■ Exercise details ■
Please state how many lines in the records below contain the word "find"; the answer should be a number and nothing else.

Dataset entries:

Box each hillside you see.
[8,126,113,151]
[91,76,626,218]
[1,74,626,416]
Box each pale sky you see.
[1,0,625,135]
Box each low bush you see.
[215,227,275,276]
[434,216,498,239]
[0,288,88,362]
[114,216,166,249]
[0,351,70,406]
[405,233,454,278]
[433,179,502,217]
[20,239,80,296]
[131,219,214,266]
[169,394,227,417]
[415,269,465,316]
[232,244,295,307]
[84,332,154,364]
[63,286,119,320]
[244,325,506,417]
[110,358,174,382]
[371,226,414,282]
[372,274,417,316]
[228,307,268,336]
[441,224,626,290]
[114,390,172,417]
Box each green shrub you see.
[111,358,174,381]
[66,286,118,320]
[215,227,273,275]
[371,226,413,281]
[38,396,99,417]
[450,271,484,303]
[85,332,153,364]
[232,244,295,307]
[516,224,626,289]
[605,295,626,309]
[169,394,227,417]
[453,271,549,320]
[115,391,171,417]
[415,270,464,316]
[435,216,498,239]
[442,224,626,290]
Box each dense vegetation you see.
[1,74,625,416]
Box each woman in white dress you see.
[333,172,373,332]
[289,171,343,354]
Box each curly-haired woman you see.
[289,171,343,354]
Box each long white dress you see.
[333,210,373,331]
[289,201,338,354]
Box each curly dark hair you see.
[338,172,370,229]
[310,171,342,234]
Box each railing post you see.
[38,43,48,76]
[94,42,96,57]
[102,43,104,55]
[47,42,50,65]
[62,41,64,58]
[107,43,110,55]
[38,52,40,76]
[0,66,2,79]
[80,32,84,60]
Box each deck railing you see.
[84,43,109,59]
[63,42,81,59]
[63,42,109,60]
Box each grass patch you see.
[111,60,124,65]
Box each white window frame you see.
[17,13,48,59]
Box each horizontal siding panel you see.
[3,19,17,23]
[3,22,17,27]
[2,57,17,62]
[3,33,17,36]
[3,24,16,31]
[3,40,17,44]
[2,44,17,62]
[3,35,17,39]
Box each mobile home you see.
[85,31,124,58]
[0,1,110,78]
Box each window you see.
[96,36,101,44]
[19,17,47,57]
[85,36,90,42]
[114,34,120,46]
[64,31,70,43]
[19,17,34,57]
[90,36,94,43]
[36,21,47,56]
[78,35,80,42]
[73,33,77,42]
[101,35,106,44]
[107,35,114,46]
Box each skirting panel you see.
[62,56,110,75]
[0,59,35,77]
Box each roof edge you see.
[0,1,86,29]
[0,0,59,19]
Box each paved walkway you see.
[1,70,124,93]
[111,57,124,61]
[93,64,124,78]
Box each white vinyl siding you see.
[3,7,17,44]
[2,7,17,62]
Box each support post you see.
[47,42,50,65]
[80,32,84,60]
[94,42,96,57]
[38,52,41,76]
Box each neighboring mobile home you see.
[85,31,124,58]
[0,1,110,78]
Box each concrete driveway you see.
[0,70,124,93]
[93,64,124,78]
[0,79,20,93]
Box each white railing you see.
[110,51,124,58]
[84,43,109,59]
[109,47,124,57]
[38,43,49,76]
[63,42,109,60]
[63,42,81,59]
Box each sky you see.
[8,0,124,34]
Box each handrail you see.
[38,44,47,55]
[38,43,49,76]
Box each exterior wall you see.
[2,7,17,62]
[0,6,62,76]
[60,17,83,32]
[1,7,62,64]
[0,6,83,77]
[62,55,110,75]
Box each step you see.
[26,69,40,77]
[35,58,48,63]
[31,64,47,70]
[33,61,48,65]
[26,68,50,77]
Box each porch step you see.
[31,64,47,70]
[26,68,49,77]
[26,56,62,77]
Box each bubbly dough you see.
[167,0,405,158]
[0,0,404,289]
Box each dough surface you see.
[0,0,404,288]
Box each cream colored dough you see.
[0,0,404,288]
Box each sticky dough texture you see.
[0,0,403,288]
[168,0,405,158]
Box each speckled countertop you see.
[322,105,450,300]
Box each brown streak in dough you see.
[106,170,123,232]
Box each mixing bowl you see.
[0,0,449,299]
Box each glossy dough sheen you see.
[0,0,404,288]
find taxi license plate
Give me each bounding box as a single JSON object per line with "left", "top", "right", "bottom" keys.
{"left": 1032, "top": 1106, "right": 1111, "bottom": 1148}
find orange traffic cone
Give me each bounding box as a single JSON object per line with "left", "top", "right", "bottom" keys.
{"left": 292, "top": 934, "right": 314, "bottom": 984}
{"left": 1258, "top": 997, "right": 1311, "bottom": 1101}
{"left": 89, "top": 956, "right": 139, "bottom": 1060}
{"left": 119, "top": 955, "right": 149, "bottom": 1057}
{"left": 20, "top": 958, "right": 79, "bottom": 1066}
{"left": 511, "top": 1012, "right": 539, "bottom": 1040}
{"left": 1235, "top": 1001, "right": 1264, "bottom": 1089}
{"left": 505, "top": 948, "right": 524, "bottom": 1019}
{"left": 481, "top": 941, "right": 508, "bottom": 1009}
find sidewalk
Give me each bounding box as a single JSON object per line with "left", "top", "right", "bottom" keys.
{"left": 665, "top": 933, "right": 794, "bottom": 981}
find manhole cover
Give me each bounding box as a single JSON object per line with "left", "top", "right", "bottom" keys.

■ Task result ■
4